** BEGIN Document **

9.                                      Confidentiality.

 

a.              Employee agrees that the provisions of Article VI of the Employment Agreement shall remain in full force and effect. Employee further acknowledges and agrees that any non-public and/or proprietary information of the Company and/or its customers disclosed to or prepared by Employee during Employee’s employment remains confidential and may not be used and/or disclosed by Employee hereafter without the prior written consent of the Company.  Such information includes, without limitation, information concerning products and services developed and under development, pending or completed Company regulatory matters (internal or external), litigations, arbitrations, internal investigations or reviews, internal compliance memoranda and reviews.

** END Document **
** BEGIN Dataset section **

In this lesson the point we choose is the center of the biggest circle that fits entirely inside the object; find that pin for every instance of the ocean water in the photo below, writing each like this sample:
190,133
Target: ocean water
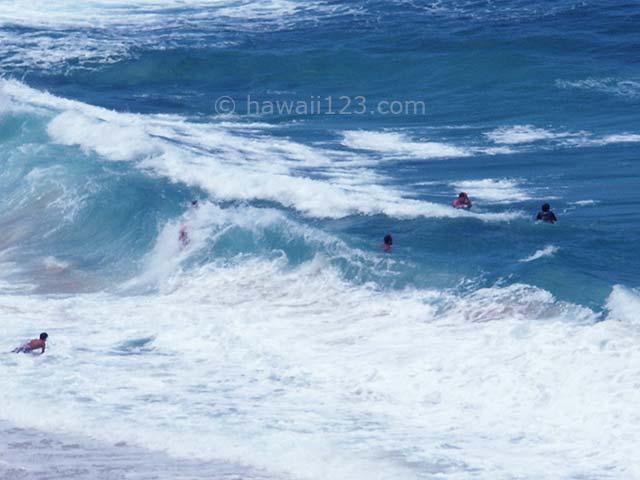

** END Dataset section **

What you will do —
1. Translate this sentence from the confidentiality clause into Spanish: "Employee agrees that the provisions of Article VI of the Employment Agreement shall remain in full force and effect."
2. According to the confidentiality clause, what must Employee obtain before using or disclosing the Company's confidential information?
The data comes from a source unrelated to the confidentiality clause.

Responses to the exercise —
1. El Empleado acepta que las disposiciones del Artículo VI del Contrato de Trabajo seguirán en plena vigencia y efecto.

2. The Company's prior written consent.